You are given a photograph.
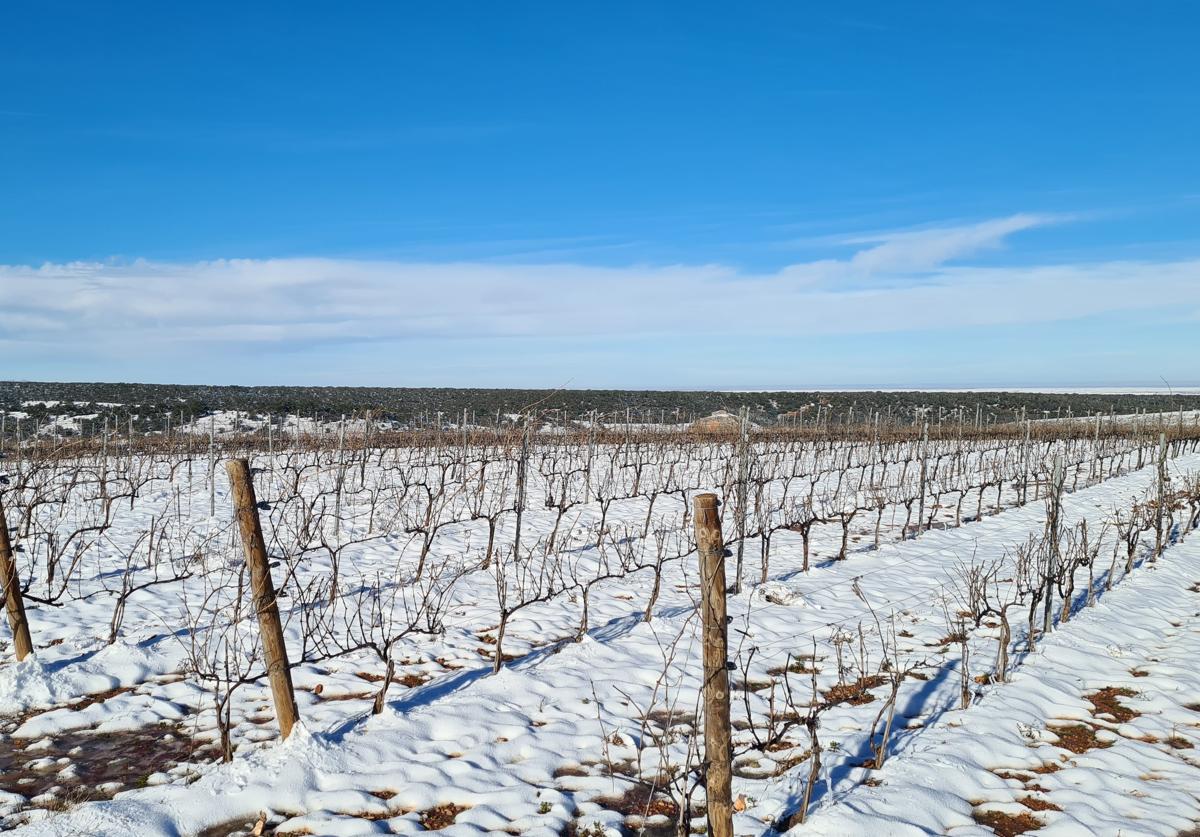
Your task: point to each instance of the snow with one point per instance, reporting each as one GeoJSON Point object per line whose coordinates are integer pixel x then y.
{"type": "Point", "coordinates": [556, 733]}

---

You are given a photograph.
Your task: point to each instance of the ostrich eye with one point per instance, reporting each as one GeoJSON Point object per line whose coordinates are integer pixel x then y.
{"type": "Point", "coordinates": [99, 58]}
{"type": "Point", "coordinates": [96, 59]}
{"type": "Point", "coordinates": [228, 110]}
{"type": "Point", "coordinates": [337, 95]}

---

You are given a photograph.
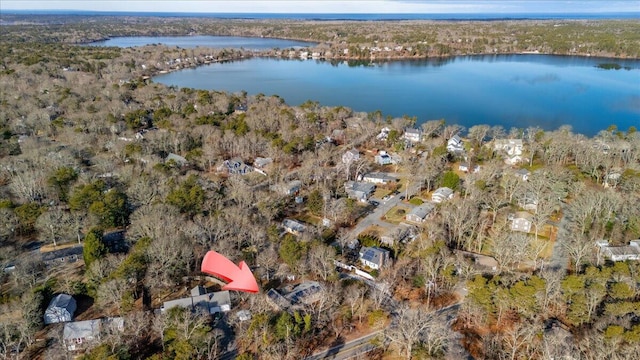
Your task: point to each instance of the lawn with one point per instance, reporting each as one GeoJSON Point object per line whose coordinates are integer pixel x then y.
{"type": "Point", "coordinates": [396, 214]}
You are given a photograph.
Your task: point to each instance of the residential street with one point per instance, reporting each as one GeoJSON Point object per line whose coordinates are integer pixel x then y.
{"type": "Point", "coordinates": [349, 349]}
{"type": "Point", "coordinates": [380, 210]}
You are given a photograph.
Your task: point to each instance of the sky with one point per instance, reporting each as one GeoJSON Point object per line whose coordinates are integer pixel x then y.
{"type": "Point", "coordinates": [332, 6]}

» **Required work**: Count how many lines of the items above contain the word "each". Give only the number.

» **Exercise solution**: 5